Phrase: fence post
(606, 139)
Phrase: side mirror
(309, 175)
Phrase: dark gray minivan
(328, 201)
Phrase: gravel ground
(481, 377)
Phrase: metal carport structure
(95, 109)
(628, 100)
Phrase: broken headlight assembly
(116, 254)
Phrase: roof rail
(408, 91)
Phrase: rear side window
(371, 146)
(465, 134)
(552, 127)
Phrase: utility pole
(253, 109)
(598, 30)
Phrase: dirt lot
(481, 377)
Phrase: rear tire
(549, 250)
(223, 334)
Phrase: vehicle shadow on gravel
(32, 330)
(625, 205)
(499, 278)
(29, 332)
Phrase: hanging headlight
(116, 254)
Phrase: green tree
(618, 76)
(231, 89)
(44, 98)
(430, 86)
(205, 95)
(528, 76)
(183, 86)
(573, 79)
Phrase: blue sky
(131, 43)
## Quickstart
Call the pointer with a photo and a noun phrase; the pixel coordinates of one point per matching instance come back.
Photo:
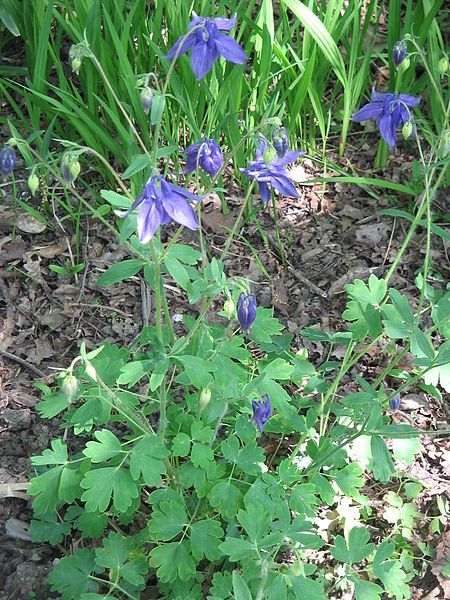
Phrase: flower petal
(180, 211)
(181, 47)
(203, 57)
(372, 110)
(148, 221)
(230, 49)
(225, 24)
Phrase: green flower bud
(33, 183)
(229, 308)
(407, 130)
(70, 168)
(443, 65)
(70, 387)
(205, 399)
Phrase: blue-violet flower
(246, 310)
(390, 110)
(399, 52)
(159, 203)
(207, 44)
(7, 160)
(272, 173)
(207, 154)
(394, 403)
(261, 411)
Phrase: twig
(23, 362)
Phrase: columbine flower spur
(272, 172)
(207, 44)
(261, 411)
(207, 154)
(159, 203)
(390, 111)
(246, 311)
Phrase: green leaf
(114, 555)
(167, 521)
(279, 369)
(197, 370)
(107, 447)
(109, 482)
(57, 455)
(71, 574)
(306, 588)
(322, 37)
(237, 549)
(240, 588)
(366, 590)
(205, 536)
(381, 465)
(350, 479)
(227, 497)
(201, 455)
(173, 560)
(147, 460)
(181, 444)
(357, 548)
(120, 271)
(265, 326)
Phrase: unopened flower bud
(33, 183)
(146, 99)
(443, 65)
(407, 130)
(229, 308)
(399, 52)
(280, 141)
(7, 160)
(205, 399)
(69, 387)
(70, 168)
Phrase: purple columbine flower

□ □ □ □ □

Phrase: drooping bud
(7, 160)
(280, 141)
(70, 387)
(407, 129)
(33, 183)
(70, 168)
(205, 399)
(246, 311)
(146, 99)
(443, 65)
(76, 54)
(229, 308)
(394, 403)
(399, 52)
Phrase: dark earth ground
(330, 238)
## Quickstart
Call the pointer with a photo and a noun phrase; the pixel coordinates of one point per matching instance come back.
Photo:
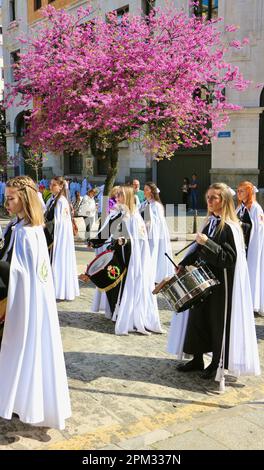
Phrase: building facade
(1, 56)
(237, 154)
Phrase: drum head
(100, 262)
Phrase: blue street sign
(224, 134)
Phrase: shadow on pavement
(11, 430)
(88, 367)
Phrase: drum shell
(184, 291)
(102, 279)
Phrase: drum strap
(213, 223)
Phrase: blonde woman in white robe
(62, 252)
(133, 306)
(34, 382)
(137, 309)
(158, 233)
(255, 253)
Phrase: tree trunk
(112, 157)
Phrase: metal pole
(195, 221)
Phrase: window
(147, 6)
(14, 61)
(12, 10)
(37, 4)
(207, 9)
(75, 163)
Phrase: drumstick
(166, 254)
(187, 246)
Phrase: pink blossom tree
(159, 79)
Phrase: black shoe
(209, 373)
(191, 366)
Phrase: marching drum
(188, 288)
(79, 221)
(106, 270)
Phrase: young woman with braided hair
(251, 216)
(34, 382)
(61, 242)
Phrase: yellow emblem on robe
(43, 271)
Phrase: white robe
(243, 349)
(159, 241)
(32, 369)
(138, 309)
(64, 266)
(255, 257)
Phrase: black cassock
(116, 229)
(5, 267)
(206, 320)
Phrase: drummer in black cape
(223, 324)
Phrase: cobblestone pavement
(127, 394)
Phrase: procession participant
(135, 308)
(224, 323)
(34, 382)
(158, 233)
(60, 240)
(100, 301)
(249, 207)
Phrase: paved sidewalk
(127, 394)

□ □ □ □ □

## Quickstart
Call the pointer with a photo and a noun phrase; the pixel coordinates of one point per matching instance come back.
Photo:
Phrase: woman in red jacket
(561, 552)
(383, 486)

□ □ □ □ □

Only one part of the material above is to be transcribed, namely the lines starting with the line that has "Phrase: blue-violet flower" and going on through the line that has "Phrase: purple columbine flower", exactly as they stand.

RESPONSE AREA.
Phrase: blue-violet flower
(246, 310)
(390, 110)
(399, 52)
(159, 203)
(207, 44)
(7, 160)
(272, 173)
(207, 154)
(394, 403)
(261, 411)
Phrase: twig
(23, 362)
Phrase: columbine flower spur
(272, 172)
(207, 44)
(261, 411)
(207, 154)
(159, 203)
(390, 111)
(246, 311)
Phrase: green leaf
(114, 555)
(167, 521)
(279, 369)
(197, 370)
(107, 447)
(109, 482)
(57, 455)
(71, 574)
(306, 588)
(322, 37)
(237, 549)
(240, 588)
(366, 590)
(205, 536)
(381, 465)
(350, 479)
(227, 497)
(201, 455)
(173, 560)
(147, 460)
(181, 444)
(357, 548)
(120, 271)
(265, 326)
Phrase: unopened flower bud
(33, 183)
(146, 99)
(443, 65)
(407, 130)
(229, 308)
(399, 52)
(280, 141)
(7, 160)
(205, 399)
(69, 387)
(70, 168)
Phrase: purple columbine flower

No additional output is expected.